#### Given passage:
Over the years we meet a lot of people, create friendships, and develop a lot of alliances. But the question is, do we develop relationships we can trust?

We are reminded that Jesus said we are to love one another as He loved all of us. We find ourselves relearning just what it means to love and trust each other.

Love and trust must first exist if we are to work together. No matter how many times a resolution is issued denouncing the horror of mistreatment and hatred directed toward any race, without visibly acting to resolve it by exhibiting the love Jesus mandated, the resolution nullifies the essence of love and causes mistrust to grow and thrive.

Not too long ago, I visited with a sister who informed me she was getting ready to go on a mission trip to South Africa. I asked her why the people there so readily accept them. She replied, “It’s because we stay in contact with them on a regular basis. We don’t just show up once a year and pass out a few gifts, then leave them in the same condition we found them. We spend time walking around within their culture. We sit and listen to their needs and concerns. We get to know their ways and customs; the names of their children and their elders. We don’t try to change them and make them to be like us. We want them to be themselves. In other words, we gain their trust and acceptance by understanding who they are and loving them just as they are.”

She went on to say, “They would never trust us if we only expressed an interest in them once a year or showed concern for them when we were face to face with them.”

This speaks to, what I consider to be, one of the most critical problems, I can’t expect you to be me, and you can’t expect me to be you. We must learn to embrace the diversity God created.

The world we live in is like grandmother’s patchwork quilt. It takes all different sizes, shapes and colors to make it beautiful. By the same token, this patchwork theology shows the completeness of the redemption process that Christ said was finished at Calvary. He died once, and He died for all.

I believe trust is at the very root of why it’s so difficult for people to get over the past. It’s the one thing that is never talked about.

There are no workshops or conferences held concerning the issue of trust, but for us to work together and love one another as Christ mandated, a platform of trust must be built. How can two walk together unless trust does its part?

#### Problem 1:
Answer these questions about the essay on trust:
(a) To what country was the sister getting ready to go on a mission trip?
(b) What does the writer compare the world we live in to?
(c) What two kinds of events does the writer say are never held about the issue of trust?
#### Problem 2:
In the essay on trust, what does the sister say her group gets to know about the people they visit? List every item.

#### Raw data:

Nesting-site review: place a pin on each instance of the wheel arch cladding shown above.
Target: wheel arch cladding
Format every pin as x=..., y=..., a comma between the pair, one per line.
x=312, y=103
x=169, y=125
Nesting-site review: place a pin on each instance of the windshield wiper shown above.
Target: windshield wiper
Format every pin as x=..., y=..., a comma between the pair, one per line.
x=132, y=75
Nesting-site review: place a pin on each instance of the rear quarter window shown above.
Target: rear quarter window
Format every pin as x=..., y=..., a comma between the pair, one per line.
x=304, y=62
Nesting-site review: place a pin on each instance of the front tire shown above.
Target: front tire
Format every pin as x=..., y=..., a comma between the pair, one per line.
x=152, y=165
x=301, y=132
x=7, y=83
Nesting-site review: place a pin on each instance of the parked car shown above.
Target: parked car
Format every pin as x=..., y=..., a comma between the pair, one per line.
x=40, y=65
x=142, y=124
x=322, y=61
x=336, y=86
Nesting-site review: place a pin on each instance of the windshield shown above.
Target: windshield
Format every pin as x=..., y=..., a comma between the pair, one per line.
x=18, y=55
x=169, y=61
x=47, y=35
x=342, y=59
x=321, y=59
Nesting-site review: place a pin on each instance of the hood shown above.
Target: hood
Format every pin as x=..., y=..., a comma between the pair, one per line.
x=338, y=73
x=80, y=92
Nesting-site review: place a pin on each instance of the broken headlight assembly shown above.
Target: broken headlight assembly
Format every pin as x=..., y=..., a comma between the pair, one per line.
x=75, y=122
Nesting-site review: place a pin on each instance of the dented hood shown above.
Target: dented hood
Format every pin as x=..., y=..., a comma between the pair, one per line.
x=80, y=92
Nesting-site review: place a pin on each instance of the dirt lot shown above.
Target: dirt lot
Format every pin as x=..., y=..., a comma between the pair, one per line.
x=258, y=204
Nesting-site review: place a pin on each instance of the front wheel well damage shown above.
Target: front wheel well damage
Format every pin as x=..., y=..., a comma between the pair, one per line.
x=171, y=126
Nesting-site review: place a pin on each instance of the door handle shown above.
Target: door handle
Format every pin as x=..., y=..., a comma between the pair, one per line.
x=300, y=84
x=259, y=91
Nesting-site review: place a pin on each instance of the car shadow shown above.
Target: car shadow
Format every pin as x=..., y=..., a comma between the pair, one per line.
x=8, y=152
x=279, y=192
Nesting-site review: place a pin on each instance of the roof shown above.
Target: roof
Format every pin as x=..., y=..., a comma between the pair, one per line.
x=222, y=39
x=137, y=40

#### Task result 1:
(a) South Africa
(b) Grandmother's patchwork quilt
(c) Workshops and conferences

#### Task result 2:
- Their ways
- Their customs
- The names of their children
- The names of their elders